» What you need to do: Present every line of the listing below as a numbered list, skipping blank lines and leaving out the pictures.

» Data records:
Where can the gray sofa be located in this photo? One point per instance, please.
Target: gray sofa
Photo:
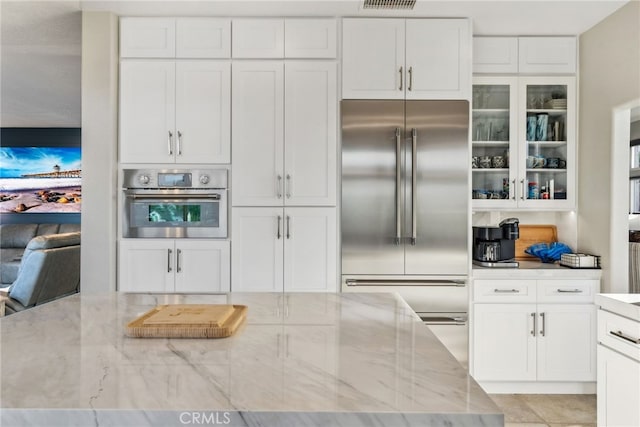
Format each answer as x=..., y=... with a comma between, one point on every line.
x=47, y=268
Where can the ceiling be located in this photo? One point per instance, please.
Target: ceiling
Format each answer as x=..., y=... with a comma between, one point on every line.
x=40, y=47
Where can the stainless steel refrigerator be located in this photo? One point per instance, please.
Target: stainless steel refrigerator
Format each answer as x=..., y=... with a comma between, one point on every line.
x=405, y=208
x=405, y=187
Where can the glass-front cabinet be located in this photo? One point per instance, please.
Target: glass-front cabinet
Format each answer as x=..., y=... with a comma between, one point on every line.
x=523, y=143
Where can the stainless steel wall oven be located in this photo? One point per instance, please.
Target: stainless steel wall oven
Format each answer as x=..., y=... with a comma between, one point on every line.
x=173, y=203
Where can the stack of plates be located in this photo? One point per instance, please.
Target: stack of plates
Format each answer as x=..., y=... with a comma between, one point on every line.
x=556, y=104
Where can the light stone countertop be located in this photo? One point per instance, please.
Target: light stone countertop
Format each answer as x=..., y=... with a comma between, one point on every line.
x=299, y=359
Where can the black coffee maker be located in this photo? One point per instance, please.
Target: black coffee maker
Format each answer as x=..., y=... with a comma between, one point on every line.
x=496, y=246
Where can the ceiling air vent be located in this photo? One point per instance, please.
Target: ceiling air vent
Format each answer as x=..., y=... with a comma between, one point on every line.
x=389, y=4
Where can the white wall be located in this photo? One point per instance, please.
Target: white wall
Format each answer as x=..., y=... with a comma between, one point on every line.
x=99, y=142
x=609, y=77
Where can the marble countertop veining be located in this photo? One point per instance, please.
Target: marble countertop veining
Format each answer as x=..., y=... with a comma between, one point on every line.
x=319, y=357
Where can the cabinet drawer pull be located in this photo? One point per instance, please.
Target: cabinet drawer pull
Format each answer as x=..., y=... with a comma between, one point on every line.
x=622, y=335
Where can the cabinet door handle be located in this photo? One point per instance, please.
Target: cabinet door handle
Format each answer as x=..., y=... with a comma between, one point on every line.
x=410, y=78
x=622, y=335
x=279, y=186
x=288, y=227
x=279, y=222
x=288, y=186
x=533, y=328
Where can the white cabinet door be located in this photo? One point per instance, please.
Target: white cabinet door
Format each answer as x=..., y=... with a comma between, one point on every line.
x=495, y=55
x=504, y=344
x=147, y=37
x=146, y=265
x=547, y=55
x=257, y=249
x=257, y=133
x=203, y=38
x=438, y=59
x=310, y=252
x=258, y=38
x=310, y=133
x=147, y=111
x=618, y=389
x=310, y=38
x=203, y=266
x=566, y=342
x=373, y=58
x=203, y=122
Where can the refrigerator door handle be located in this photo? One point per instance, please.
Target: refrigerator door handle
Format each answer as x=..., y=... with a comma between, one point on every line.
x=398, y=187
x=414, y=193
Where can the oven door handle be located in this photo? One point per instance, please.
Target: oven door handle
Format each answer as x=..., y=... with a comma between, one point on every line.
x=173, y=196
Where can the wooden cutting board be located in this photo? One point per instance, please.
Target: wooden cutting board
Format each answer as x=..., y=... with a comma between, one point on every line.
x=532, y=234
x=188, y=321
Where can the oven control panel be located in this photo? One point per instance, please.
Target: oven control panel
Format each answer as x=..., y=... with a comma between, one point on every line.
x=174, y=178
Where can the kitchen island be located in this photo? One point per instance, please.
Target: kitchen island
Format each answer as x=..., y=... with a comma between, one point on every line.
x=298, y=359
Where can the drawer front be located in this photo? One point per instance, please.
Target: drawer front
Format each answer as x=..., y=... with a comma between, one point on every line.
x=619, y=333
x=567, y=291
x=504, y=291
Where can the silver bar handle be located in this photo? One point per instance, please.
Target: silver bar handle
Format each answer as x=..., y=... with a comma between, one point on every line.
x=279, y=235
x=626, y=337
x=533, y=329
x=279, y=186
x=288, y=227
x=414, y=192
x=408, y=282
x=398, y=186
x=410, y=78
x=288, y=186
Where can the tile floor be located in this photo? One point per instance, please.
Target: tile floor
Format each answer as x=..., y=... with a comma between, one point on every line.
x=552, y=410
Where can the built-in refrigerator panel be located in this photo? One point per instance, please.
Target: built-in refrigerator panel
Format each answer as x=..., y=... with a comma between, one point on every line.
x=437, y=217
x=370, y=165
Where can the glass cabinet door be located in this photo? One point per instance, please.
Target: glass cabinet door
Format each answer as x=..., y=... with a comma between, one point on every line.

» Result below:
1. Where can the gray sofa be located in this photo? One point per instance, please.
2. Target: gray sofa
3. Photo:
4. Format each answer as x=..., y=... with a comma between, one point on every line.
5. x=47, y=268
6. Where can the ceiling be located in this photo? One point per instance, please.
7. Target: ceiling
8. Format each answer as x=..., y=... with a comma between, one point on every line.
9. x=40, y=47
10. Where can the stainless steel refrigerator be located in this photo? One point per instance, please.
11. Target: stainless steel refrigerator
12. Format each answer as x=..., y=... with a comma between, one point on every line.
13. x=405, y=208
14. x=405, y=187
15. Where can the glass-front cabinet be located in this photo? One point per instance, please.
16. Target: glass-front cabinet
17. Format each answer as x=..., y=... with a comma between, one point on every line.
18. x=523, y=143
19. Where can the stainless steel wall oven be located in this photo? One point per instance, please.
20. Target: stainless steel wall oven
21. Format each answer as x=..., y=... with a comma between, one point on every line.
22. x=173, y=203
23. Where can the stack of plates be located in this photo? One point per instance, please.
24. Target: stack of plates
25. Format each answer as x=..., y=... with a comma between, one point on every line.
26. x=556, y=104
27. Where can the light stone countertop be located in this photo? One point per instance, please.
28. Target: light stone countertop
29. Format each answer as x=..., y=... with a comma between, one point on every line.
30. x=299, y=359
31. Where can the black coffee maker be located in this photo? One point per instance, please.
32. Target: black coffee maker
33. Format each answer as x=..., y=... with a comma between, one point on every line.
34. x=496, y=246
35. Where can the ceiling air vent be located in this photo? One point per instance, please.
36. Target: ceiling air vent
37. Format each answer as x=..., y=... with a comma between, one point on every line.
38. x=389, y=4
39. Where can the white wall be located in this photo? One point per instance, please.
40. Target: white wall
41. Format each answer as x=..., y=... with a comma between, one point on every line.
42. x=99, y=142
43. x=609, y=77
44. Where can the marble countertop veining be located in this photo? One point per instance, please.
45. Target: marble countertop veining
46. Format each answer as x=..., y=... with a comma between, one point on every line.
47. x=319, y=357
48. Where can the cabinet drawer pull be located in this photo? One point per instance, please.
49. Target: cabinet drawer pull
50. Format each answer as x=..., y=... with a comma between, one point on every line.
51. x=622, y=335
52. Where can the cabinet door handle be located in this photo? One point per instance, please.
53. Target: cabinet door handle
54. Format each answer as x=..., y=... with a comma between, one point on every line.
55. x=410, y=78
56. x=622, y=335
57. x=279, y=186
58. x=288, y=227
59. x=279, y=222
60. x=288, y=186
61. x=533, y=328
62. Where can the white cabinet door be located in this photo? One point per instance, please.
63. Target: white cabinet door
64. Format each answer as x=..., y=... with a comma between, one point on every line.
65. x=495, y=55
66. x=504, y=344
67. x=147, y=37
68. x=146, y=265
69. x=547, y=55
70. x=257, y=249
71. x=257, y=133
72. x=203, y=38
73. x=438, y=59
74. x=310, y=252
75. x=258, y=38
76. x=310, y=133
77. x=147, y=111
78. x=618, y=389
79. x=310, y=38
80. x=203, y=266
81. x=566, y=342
82. x=373, y=58
83. x=203, y=122
84. Where can the refrigerator door handle be located in this photo? One point per instance, please.
85. Target: refrigerator door handle
86. Format each answer as x=..., y=... with a comma between, one point on every line.
87. x=398, y=187
88. x=414, y=193
89. Where can the oven door handle be located in this photo? One point per instance, please.
90. Target: oven door handle
91. Format each answer as x=..., y=... with a comma between, one point on every line.
92. x=173, y=196
93. Where can the wooden cutting board be located in this photo? One point per instance, please.
94. Target: wooden cutting board
95. Format each answer as x=..., y=... with a comma between, one point on every line.
96. x=532, y=234
97. x=188, y=321
98. Where can the oven control panel be located in this photo? One point per instance, please.
99. Target: oven control panel
100. Format each answer as x=..., y=... with a comma between, one point on every line.
101. x=174, y=178
102. Where can the kitchen island be located in this photo? One point per instance, please.
103. Target: kitchen island
104. Format each answer as x=..., y=... with a comma between, one point on every line.
105. x=298, y=359
106. Where can the drawer front be located in this photo? One point per instance, please.
107. Target: drawer front
108. Format each answer as x=..., y=... with a comma between, one point on every line.
109. x=619, y=333
110. x=567, y=291
111. x=504, y=291
112. Where can the silver bar handle be located in this photo? One point per instance, please.
113. Target: silver bar handle
114. Format each answer as x=..., y=... with a comma between, one point on every line.
115. x=279, y=235
116. x=626, y=337
117. x=533, y=329
118. x=279, y=186
119. x=288, y=227
120. x=414, y=192
121. x=408, y=282
122. x=398, y=186
123. x=410, y=78
124. x=288, y=186
125. Where can the tile floor be located in this photo? One point per instance, please.
126. Target: tile floor
127. Format each answer as x=..., y=... with a comma between, one point on every line.
128. x=552, y=410
129. Where can the built-in refrigerator panel be located in this photo? One point per instance, please.
130. Target: built-in refrigerator panel
131. Format each answer as x=..., y=... with a comma between, one point on every line.
132. x=437, y=217
133. x=370, y=165
134. Where can the glass cabinet door be located in this photo? One point per instance, please.
135. Target: glass cabinet door
136. Format each answer as x=..., y=... with a comma between, one point on every line.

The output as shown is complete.